EXERCISE OBJECTIVE = Return, without alteration, everything in the entries below from the line containing "of the weathered" down to the line containing "pixel 84 155", including both of those lines.

DATA FOR THE TASK =
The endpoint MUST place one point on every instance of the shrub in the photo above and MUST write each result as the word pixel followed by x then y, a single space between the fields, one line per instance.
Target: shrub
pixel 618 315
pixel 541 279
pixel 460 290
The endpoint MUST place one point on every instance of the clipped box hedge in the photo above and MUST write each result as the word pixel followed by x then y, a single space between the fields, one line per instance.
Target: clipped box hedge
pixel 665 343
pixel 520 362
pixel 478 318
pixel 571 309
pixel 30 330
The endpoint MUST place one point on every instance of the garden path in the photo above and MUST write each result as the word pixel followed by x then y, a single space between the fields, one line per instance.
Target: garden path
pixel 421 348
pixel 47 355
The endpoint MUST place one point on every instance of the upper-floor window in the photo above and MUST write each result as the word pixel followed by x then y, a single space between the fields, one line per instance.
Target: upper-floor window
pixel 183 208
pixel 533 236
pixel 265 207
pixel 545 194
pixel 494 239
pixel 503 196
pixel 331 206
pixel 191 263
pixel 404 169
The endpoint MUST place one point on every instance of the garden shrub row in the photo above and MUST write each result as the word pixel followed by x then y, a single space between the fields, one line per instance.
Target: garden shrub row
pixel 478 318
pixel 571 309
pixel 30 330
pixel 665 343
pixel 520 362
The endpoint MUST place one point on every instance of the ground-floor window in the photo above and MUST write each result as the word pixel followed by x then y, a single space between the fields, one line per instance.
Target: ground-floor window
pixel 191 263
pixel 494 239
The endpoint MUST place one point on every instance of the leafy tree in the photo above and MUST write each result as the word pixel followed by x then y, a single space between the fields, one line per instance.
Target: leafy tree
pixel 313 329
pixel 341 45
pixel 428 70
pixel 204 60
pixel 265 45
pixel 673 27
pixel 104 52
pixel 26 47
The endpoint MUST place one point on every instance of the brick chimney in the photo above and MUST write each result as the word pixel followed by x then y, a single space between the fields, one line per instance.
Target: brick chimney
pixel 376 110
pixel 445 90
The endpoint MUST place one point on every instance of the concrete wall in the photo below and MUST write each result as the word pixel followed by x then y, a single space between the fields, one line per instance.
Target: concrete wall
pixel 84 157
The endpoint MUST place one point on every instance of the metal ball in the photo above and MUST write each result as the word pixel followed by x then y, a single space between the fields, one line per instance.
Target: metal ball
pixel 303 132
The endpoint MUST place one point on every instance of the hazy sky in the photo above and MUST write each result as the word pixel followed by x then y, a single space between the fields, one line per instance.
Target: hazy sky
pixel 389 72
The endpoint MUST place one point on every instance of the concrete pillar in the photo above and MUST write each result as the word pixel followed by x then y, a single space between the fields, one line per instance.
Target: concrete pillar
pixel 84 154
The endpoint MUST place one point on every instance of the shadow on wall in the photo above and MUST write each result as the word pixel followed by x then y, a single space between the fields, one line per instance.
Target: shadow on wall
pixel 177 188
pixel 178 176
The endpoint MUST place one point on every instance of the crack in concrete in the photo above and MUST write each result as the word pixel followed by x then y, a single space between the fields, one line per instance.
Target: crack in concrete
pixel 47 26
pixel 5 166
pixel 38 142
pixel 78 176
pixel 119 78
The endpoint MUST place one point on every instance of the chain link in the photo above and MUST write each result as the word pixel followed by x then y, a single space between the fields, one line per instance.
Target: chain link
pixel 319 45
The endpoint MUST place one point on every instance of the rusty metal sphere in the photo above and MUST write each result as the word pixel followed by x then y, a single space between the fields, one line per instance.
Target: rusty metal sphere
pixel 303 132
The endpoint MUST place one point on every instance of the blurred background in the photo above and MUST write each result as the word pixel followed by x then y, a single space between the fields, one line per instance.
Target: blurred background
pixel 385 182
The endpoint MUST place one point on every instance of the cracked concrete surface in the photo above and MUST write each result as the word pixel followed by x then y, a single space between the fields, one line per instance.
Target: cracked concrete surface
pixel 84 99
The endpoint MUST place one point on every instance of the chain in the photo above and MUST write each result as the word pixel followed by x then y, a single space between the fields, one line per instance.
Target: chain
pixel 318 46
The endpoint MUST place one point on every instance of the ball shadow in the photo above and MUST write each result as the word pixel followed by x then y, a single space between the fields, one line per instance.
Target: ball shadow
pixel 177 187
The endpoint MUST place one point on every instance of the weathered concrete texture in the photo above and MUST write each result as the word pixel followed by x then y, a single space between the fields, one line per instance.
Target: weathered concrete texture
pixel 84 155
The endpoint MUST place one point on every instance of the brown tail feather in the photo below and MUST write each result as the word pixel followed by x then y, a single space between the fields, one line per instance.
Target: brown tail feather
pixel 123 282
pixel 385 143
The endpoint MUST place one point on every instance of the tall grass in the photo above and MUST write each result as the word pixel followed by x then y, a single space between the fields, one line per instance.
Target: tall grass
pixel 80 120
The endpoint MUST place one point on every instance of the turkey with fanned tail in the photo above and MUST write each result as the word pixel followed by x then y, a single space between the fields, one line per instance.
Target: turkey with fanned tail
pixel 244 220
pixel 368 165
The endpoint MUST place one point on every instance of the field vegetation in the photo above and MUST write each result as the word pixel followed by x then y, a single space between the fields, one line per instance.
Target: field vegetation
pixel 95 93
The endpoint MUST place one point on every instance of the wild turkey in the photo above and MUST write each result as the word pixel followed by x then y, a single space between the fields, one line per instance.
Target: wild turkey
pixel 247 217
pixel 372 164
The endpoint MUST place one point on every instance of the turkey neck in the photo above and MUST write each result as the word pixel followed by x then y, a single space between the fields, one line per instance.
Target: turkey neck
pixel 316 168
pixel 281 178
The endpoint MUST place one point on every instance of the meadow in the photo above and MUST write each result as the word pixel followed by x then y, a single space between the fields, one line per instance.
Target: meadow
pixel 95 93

SOLUTION TO THE PROBLEM =
The endpoint MUST place one point on every instance of the weathered concrete texture in the photo above and MUST write each result as the word pixel followed by x then y, a single space between the fields, one line per instance.
Target: weathered concrete texture
pixel 84 155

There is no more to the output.